Queridos hermanos y hermanas:
En la catequesis
del miércoles pasado nos detuvimos en las palabras iniciales
del Credo: «Creo en Dios». Pero la profesión de fe especifica esta afirmación:
Dios es el Padre todopoderoso, Creador del cielo y de la tierra. Así que
desearía reflexionar ahora con vosotros sobre la primera, fundamental,
definición de Dios que el Credo nos presenta: Él es Padre
No es siempre fácil hablar hoy de paternidad. Sobre todo en
el mundo occidental, las familias disgregadas, los compromisos de trabajo cada
vez más absorbentes, las preocupaciones y a menudo el esfuerzo de hacer cuadrar
el balance familiar, la invasión disuasoria de los medios de comunicación
social en el interior de la vivencia cotidiana: son algunos de los muchos
factores que pueden impedir una serena y constructiva relación entre padres e
hijos. La comunicación es a veces difícil, la confianza disminuye y la relación
con la figura paterna puede volverse problemática; y entonces también se hace
problemático imaginar a Dios como un padre, al no tener modelos adecuados de
referencia. Para quien ha tenido la experiencia de un padre demasiado
autoritario e inflexible, o indiferente y poco afectuoso, o incluso ausente, no
es fácil pensar con serenidad en Dios como Padre y abandonarse a Él con
confianza.

======

## Tarea asignada 1:
Según la catequesis sobre Dios Padre, ¿cuál es la primera y fundamental definición de Dios que presenta el Credo?
## Tarea asignada 2:
Escribe una continuación de la catequesis sobre Dios Padre a partir de su última oración.

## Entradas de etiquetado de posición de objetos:
======

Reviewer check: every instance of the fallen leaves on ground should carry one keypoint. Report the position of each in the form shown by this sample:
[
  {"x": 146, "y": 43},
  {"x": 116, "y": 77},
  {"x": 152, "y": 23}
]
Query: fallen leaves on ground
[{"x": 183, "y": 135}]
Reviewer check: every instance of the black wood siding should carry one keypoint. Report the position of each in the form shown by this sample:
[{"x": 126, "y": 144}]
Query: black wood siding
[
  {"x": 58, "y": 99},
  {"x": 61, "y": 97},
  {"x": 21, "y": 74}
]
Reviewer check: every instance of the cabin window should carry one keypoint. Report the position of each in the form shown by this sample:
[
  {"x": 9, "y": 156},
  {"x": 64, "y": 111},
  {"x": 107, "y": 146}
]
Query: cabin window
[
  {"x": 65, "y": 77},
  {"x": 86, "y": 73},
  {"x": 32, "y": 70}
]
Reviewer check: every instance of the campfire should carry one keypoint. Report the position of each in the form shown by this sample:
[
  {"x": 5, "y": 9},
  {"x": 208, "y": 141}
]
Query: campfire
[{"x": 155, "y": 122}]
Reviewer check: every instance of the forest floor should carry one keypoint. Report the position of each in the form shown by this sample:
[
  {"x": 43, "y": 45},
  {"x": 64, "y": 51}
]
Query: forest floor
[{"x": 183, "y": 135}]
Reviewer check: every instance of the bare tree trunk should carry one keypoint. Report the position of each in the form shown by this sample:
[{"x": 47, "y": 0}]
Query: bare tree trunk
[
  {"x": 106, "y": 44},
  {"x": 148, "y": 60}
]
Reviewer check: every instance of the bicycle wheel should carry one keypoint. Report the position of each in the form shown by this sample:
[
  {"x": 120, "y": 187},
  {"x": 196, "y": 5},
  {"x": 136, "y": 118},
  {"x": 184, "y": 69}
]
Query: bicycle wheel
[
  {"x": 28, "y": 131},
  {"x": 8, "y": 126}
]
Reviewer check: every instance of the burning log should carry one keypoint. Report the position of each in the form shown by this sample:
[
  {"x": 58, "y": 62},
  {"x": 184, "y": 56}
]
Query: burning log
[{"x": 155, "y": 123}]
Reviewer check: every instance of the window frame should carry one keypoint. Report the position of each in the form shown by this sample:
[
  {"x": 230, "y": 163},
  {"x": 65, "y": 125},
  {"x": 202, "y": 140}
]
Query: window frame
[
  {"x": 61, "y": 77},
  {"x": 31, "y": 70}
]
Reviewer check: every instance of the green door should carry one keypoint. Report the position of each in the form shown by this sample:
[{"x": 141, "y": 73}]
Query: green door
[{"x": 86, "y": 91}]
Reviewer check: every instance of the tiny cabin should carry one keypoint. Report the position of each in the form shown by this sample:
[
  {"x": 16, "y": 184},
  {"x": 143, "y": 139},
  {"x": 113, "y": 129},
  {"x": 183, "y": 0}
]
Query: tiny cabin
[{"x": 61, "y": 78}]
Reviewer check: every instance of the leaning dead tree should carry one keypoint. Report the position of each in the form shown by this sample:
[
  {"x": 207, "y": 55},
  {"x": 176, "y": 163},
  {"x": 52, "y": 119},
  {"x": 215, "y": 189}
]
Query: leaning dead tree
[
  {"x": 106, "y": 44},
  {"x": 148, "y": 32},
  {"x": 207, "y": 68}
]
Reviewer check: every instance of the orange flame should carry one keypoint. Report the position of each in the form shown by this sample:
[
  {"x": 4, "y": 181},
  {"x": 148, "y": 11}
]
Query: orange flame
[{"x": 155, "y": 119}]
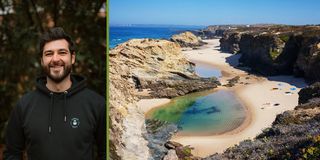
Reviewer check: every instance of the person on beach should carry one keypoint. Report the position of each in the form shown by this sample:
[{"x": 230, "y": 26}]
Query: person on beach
[{"x": 61, "y": 119}]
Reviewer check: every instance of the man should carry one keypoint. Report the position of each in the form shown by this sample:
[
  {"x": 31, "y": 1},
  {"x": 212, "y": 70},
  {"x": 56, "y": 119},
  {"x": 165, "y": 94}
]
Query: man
[{"x": 61, "y": 119}]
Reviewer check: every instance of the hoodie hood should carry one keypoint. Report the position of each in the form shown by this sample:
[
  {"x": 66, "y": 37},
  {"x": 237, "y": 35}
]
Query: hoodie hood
[{"x": 78, "y": 83}]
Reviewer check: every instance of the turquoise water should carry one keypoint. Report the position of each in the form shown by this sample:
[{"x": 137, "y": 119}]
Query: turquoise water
[
  {"x": 203, "y": 112},
  {"x": 120, "y": 34}
]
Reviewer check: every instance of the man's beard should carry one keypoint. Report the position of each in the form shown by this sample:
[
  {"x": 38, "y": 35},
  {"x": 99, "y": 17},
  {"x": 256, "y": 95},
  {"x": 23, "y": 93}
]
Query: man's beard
[{"x": 57, "y": 78}]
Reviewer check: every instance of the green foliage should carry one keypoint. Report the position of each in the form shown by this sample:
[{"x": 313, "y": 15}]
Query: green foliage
[
  {"x": 284, "y": 37},
  {"x": 19, "y": 34},
  {"x": 274, "y": 54}
]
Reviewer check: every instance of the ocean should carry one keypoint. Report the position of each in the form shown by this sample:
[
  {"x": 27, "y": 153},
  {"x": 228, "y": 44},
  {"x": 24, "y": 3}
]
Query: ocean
[
  {"x": 202, "y": 113},
  {"x": 120, "y": 34}
]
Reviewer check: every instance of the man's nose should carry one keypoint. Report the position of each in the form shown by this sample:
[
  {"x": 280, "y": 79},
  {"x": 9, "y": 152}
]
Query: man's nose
[{"x": 55, "y": 57}]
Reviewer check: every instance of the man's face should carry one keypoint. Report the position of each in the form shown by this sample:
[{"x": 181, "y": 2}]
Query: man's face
[{"x": 57, "y": 60}]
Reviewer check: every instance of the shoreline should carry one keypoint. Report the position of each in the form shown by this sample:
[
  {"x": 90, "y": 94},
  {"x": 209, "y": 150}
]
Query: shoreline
[{"x": 257, "y": 94}]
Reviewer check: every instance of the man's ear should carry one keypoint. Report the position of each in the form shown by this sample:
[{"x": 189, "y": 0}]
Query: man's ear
[
  {"x": 41, "y": 61},
  {"x": 73, "y": 57}
]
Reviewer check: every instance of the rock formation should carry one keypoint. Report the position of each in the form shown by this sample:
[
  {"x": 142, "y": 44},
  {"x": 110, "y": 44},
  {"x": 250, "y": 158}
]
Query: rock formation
[
  {"x": 294, "y": 134},
  {"x": 145, "y": 68},
  {"x": 187, "y": 39},
  {"x": 276, "y": 49}
]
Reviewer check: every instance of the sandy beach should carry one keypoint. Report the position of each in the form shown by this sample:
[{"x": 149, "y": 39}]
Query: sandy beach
[{"x": 263, "y": 97}]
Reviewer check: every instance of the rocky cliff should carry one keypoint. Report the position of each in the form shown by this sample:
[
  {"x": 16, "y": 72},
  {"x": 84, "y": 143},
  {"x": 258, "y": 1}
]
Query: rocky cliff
[
  {"x": 294, "y": 134},
  {"x": 277, "y": 50},
  {"x": 187, "y": 39},
  {"x": 145, "y": 68}
]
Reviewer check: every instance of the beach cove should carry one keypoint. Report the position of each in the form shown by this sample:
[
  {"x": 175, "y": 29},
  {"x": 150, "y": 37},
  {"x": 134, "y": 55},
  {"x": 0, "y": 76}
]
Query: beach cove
[{"x": 263, "y": 98}]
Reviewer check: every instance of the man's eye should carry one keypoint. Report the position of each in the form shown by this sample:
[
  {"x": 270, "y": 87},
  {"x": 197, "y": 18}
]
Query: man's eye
[
  {"x": 63, "y": 52},
  {"x": 48, "y": 54}
]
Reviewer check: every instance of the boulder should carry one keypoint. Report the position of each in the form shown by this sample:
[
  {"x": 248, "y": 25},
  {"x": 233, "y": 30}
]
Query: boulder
[{"x": 187, "y": 39}]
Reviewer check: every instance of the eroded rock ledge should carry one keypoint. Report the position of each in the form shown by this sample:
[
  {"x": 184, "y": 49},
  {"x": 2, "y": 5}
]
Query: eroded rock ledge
[
  {"x": 187, "y": 39},
  {"x": 277, "y": 49},
  {"x": 294, "y": 134},
  {"x": 145, "y": 68}
]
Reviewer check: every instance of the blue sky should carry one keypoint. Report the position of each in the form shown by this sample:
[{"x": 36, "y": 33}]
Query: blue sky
[{"x": 208, "y": 12}]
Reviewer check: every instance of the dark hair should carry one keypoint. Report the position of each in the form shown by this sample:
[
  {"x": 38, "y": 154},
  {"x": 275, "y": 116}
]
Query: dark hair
[{"x": 55, "y": 33}]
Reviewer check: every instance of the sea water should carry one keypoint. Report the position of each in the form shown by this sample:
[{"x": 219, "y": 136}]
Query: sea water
[
  {"x": 120, "y": 34},
  {"x": 208, "y": 112}
]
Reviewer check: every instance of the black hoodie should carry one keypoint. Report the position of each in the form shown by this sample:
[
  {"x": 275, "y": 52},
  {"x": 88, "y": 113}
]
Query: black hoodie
[{"x": 57, "y": 126}]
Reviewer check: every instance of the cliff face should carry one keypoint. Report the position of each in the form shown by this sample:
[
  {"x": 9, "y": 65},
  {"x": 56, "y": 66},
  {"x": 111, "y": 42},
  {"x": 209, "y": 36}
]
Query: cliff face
[
  {"x": 144, "y": 68},
  {"x": 277, "y": 50},
  {"x": 294, "y": 134},
  {"x": 187, "y": 39},
  {"x": 260, "y": 52},
  {"x": 308, "y": 61},
  {"x": 230, "y": 42}
]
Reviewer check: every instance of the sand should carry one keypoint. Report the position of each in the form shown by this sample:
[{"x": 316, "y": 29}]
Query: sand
[{"x": 263, "y": 97}]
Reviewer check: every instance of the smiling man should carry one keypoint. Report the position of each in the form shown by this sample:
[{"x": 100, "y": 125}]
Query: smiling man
[{"x": 61, "y": 119}]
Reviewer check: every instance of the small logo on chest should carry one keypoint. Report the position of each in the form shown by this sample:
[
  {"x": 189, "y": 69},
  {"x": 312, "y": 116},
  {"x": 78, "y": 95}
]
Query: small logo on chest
[{"x": 74, "y": 122}]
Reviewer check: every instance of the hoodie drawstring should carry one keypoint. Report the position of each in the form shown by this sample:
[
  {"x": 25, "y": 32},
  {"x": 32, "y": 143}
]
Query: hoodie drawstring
[
  {"x": 65, "y": 105},
  {"x": 50, "y": 113},
  {"x": 51, "y": 108}
]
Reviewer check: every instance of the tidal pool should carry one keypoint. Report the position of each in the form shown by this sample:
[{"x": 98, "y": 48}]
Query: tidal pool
[{"x": 208, "y": 112}]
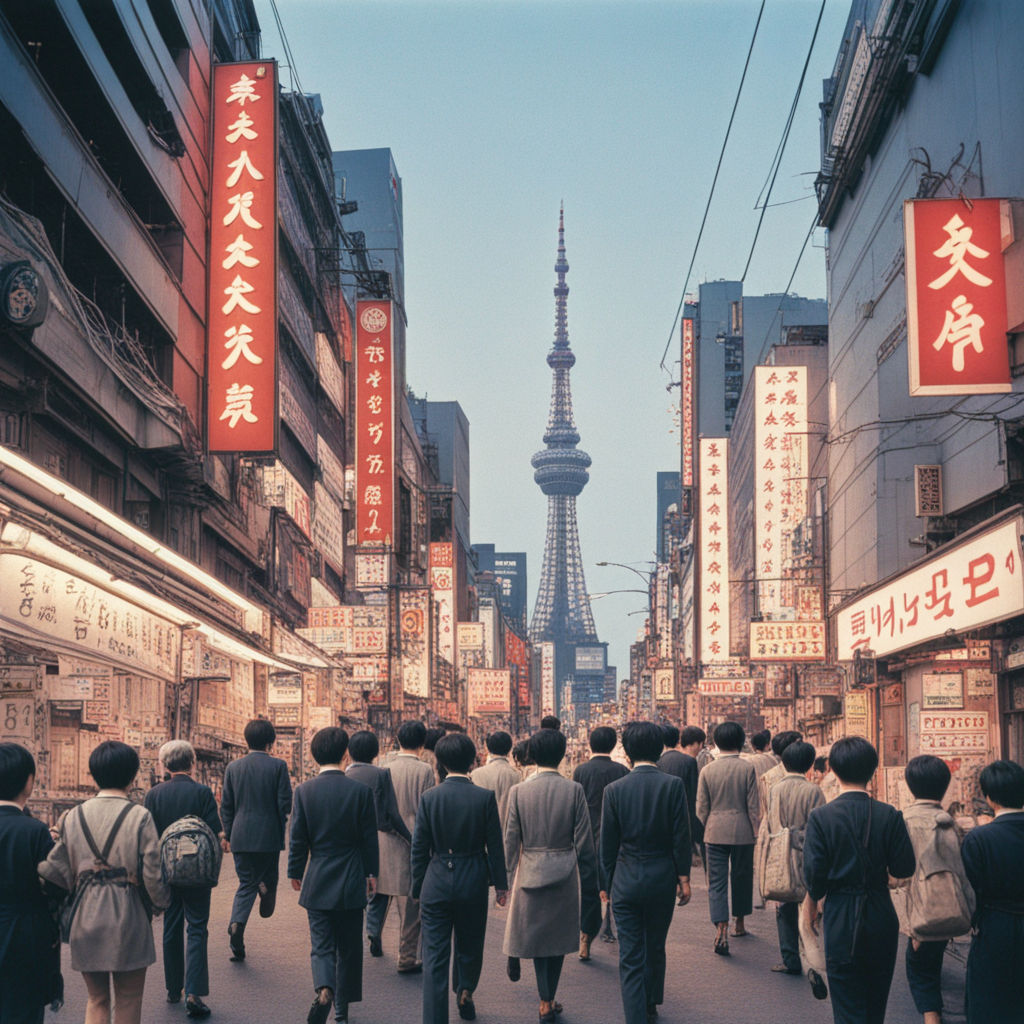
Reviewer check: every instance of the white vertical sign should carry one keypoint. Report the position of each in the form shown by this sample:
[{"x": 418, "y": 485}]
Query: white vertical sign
[{"x": 714, "y": 525}]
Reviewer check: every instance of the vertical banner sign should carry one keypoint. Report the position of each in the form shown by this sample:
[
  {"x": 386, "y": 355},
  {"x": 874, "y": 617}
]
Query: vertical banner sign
[
  {"x": 687, "y": 402},
  {"x": 779, "y": 476},
  {"x": 242, "y": 270},
  {"x": 956, "y": 295},
  {"x": 714, "y": 526},
  {"x": 374, "y": 422}
]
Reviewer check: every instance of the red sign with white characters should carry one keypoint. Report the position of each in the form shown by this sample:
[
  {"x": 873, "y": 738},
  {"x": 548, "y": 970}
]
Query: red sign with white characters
[
  {"x": 374, "y": 422},
  {"x": 956, "y": 296},
  {"x": 242, "y": 325}
]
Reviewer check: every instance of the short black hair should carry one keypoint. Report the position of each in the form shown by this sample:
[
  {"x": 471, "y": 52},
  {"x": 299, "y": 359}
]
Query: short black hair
[
  {"x": 259, "y": 734},
  {"x": 692, "y": 734},
  {"x": 927, "y": 776},
  {"x": 547, "y": 748},
  {"x": 412, "y": 735},
  {"x": 643, "y": 741},
  {"x": 729, "y": 736},
  {"x": 16, "y": 766},
  {"x": 114, "y": 765},
  {"x": 799, "y": 757},
  {"x": 499, "y": 743},
  {"x": 328, "y": 745},
  {"x": 853, "y": 759},
  {"x": 364, "y": 747},
  {"x": 1003, "y": 781},
  {"x": 781, "y": 740},
  {"x": 456, "y": 752},
  {"x": 602, "y": 739}
]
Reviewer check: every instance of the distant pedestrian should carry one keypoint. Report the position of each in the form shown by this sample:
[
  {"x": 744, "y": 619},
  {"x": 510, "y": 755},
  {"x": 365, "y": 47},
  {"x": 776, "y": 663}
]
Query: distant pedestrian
[
  {"x": 254, "y": 807},
  {"x": 103, "y": 847},
  {"x": 498, "y": 774},
  {"x": 333, "y": 863},
  {"x": 645, "y": 864},
  {"x": 30, "y": 944},
  {"x": 727, "y": 806},
  {"x": 552, "y": 865},
  {"x": 595, "y": 775},
  {"x": 851, "y": 847},
  {"x": 992, "y": 856},
  {"x": 168, "y": 802},
  {"x": 457, "y": 855}
]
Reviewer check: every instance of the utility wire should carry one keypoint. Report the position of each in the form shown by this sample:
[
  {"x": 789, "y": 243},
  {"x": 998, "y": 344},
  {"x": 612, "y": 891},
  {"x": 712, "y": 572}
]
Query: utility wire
[
  {"x": 782, "y": 142},
  {"x": 711, "y": 196}
]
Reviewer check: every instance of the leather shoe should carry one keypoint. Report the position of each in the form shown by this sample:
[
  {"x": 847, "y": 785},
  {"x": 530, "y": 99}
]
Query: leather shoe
[
  {"x": 195, "y": 1007},
  {"x": 467, "y": 1009}
]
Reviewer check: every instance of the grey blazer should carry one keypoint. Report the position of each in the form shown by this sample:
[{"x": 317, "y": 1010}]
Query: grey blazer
[{"x": 727, "y": 801}]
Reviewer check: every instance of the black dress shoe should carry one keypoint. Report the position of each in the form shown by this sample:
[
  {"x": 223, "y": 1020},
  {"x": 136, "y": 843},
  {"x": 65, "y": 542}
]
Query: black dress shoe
[{"x": 195, "y": 1007}]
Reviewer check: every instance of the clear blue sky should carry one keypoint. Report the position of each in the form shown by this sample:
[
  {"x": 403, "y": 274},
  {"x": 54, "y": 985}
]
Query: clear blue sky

======

## Respuesta 1:
Que Dios es Padre.

## Respuesta 2:
Pero la revelación bíblica ayuda a superar estas
dificultades hablándonos de un Dios que nos muestra qué significa
verdaderamente ser «padre»; y es sobre todo el Evangelio lo que nos revela este
rostro de Dios como Padre que ama hasta el don del propio Hijo para la
salvación de la humanidad. La referencia a la figura paterna ayuda por lo tanto
a comprender algo del amor de Dios, que sin embargo sigue siendo infinitamente
más grande, más fiel, más total que el de cualquier hombre. «Si a alguno de
ustedes le pide su hijo pan, ¿le dará una piedra? —dice Jesús para mostrar a
los discípulos el rostro del Padre—; y si le pide pescado, ¿le dará una
serpiente? Pues si ustedes, aun siendo malos, saben dar cosas buenas a sus
hijos, ¡cuánto más su Padre que está en los cielos dará cosas buenas a los que
le piden!» (Mt 7, 9-11; cf. Lc 11, 11-13). Dios
nos es Padre porque nos ha bendecido y elegido antes de la creación del mundo
(cf. Ef 1, 3-6), nos ha hecho realmente sus hijos en Jesús
(cf. 1 Jn 3, 1). Y, como Padre, Dios acompaña con amor nuestra
existencia, dándonos su Palabra, su enseñanza, su gracia, su Espíritu.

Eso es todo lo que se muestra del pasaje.